This latter case is illustrated in FIG. 1 for the downlink scenario. In FIG. 1 time-synchronised cellular base stations 105, 110 are respectively transmitting a burst 120, 125, which is received at a wireless subscriber communication unit 115, where a burst is a generic term often used to include a communication frame, slot, burst, sub-frame, timeslot, block of data, etc. As illustrated, the receiving communication unit is located substantially closer to cell A's transmitter 110 than cell B's transmitter 105. Thus, although the bursts 120, 125 were transmitted simultaneously, when they are received at the receiving communication unit 115 the bursts appear highly ‘asynchronous’ as can be seen from the inset timing diagram 135. The delay 130 is proportional to the difference in the propagation path distances from the respective base stations 105, 110 to the receiving communication unit 115. It should be noted that although the illustration is for the downlink scenario (communication from a base station to a receiving subscriber communication unit) it equally applies to the uplink (communication from a transmitting subscriber communication unit to a base station), i.e. the base stations and subscriber communication units are interchanged in the illustration.
To optimally detect asynchronous interfering signals at a receiving device the signal processing within the receiver, and/or the structure of the communicated signal, must be designed to cope with a maximum length of the expected delays 130. To highlight this we refer to the examples of TD-CDMA and OFDM mentioned previously.
In TD-CDMA, the most common method of signal detection at the receiving device is to employ a linear MUD. Such an algorithm essentially performs a matrix operation on a vector of received signals to separate the signal into its constituent signal components. In the most common realisations of the linear MUD the key step is the inversion of a system matrix, which describes the structure of the signals of the various simultaneous communications links and the propagation channels that these signals have been subjected to. This can be extended to include inter-cell communications signals as described in GB412036. With such methods the complexity of the detection operation is directly linked to duration of the propagation channels assumed in the system matrix, with a longer duration propagation channel leading to considerable additional complexity in the detection operation.

Recorded information =>

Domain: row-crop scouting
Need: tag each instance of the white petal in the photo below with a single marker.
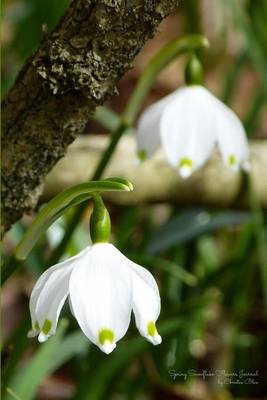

Your instructions =>
Set down, word for word, the part of the passage on burst timing between "To optimally detect" and "OFDM mentioned previously.", inclusive.

Output for this task =>
To optimally detect asynchronous interfering signals at a receiving device the signal processing within the receiver, and/or the structure of the communicated signal, must be designed to cope with a maximum length of the expected delays 130. To highlight this we refer to the examples of TD-CDMA and OFDM mentioned previously.